Point labeling dataset excerpts
^^^^
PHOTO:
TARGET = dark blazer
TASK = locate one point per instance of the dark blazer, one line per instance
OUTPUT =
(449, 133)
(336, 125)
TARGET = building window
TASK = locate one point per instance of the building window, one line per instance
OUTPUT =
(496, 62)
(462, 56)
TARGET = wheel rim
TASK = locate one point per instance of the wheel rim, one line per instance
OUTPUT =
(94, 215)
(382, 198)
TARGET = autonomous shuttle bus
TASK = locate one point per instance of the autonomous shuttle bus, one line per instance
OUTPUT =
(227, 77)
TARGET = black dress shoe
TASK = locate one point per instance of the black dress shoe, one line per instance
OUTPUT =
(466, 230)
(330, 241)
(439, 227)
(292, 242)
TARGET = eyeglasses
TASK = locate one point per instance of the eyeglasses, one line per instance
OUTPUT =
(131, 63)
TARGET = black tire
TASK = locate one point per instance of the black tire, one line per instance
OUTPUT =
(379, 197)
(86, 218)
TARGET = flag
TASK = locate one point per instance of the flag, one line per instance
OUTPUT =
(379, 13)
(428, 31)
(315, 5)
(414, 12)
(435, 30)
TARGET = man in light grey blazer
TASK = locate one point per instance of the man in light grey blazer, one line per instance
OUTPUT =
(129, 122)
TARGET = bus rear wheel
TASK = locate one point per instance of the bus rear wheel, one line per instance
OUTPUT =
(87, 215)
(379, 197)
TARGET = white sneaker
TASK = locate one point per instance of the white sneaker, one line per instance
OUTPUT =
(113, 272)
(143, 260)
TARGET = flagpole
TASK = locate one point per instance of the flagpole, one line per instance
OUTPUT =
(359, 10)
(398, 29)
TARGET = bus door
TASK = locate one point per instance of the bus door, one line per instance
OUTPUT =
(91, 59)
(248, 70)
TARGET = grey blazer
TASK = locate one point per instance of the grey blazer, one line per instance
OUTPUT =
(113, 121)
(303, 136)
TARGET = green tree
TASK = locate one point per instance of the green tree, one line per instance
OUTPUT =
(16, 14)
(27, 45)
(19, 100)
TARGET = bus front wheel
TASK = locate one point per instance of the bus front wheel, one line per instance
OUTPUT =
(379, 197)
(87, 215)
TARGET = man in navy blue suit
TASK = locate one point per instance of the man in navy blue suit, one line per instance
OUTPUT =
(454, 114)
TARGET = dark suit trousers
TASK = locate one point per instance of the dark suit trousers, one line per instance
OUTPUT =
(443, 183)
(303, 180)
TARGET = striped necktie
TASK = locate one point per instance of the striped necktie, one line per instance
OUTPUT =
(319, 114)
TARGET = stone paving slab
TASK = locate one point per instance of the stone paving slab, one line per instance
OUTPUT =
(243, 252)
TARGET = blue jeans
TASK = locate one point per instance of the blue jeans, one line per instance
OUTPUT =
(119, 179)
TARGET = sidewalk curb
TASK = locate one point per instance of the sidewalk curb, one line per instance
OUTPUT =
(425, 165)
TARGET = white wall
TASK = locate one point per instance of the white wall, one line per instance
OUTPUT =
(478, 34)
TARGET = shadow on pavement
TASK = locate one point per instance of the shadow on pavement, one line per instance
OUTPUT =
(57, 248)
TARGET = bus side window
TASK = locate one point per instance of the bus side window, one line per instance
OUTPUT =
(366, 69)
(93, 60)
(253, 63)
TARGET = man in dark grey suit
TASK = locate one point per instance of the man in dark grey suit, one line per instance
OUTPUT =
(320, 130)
^^^^
_Requirement_. Set every line of the listing down word for word.

_Written response_.
PHOTO:
TARGET = dark blazer
TASK = locate one point per instance of the dark blazer, one line per instance
OUTPUT =
(449, 133)
(336, 125)
TARGET = building window
TASK = locate one point per instance of the building window, one line per instance
OUTPUT =
(496, 62)
(462, 56)
TARGET = wheel rim
TASK = locate one point per instance of the wheel rim, one line per instance
OUTPUT =
(94, 215)
(382, 198)
TARGET = autonomous shuttle bus
TASK = locate one point per instance of the autonomous shuttle bus, one line per instance
OUTPUT =
(227, 77)
TARGET = black dress shoe
TASK = locate one point per instance of the black dress shoe, one line per instance
OUTPUT =
(466, 230)
(330, 241)
(439, 227)
(292, 242)
TARGET = eyeglasses
TASK = locate one point per instance of the eyeglasses, one line per instance
OUTPUT =
(131, 63)
TARGET = black tire
TASK = locate one point per instance of the black tire, one line per instance
OUTPUT =
(379, 197)
(86, 218)
TARGET = flag
TASK = locate one point per instance of the flag, one line per instance
OUTPUT =
(379, 13)
(428, 31)
(315, 5)
(414, 12)
(435, 30)
TARGET = man in light grey blazer
TASK = locate one point per instance of the man in light grey blazer, one line per instance
OUTPUT =
(129, 122)
TARGET = bus rear wheel
TASK = locate one point per instance of the bus rear wheel, one line per instance
OUTPUT =
(87, 215)
(379, 197)
TARGET = white sneaker
TASK = locate one point per instance of the white sneaker, one line per instance
OUTPUT =
(113, 272)
(143, 260)
TARGET = flagpole
TASK = locate one point per instance of the flagpole, one line per instance
OUTPUT =
(359, 10)
(398, 29)
TARGET = bus door
TASK = locate one point per instance of the bus door, one line per instance
OUTPUT =
(91, 59)
(248, 70)
TARGET = grey blazer
TASK = locate one point per instance of the grey blazer, one line per instance
OUTPUT =
(113, 121)
(303, 136)
TARGET = green tree
TASK = locate one point per instance of the green tree, one line per instance
OUTPUT =
(16, 14)
(27, 45)
(19, 100)
TARGET = bus front wheel
TASK = locate one point per instance of the bus front wheel, one line per instance
OUTPUT =
(379, 197)
(87, 215)
TARGET = man in navy blue suit
TASK = locate one point per instance of the man in navy blue suit, one line per instance
OUTPUT =
(454, 114)
TARGET = dark suit trousers
TASK = locate one point per instance of the dark suit trousers, one line per instance
OUTPUT =
(443, 183)
(303, 180)
TARGET = striped necktie
TASK = locate one point per instance of the striped necktie, one line per instance
OUTPUT =
(319, 114)
TARGET = stone paving slab
TASK = locate one point per instance of the stone paving slab, one line per instance
OUTPUT =
(243, 252)
TARGET = blue jeans
TASK = locate one point per instance of the blue jeans, one line per instance
OUTPUT =
(119, 179)
TARGET = sidewalk curb
TASK = locate one point per instance of the sidewalk curb, one line per instance
OUTPUT =
(425, 165)
TARGET = white wall
TASK = locate one point per instance of the white wall, one line per instance
OUTPUT =
(478, 34)
TARGET = shadow on pavement
TASK = locate one point per instance of the shadow on pavement, one line per instance
OUTPUT =
(57, 248)
TARGET = bus side window
TASK = locate one point per instance of the bus side window, one line per instance
OUTPUT =
(366, 69)
(93, 60)
(253, 63)
TARGET = man in dark grey suit
TASK = locate one point per instance of the man in dark grey suit, one line per instance
OUTPUT =
(320, 130)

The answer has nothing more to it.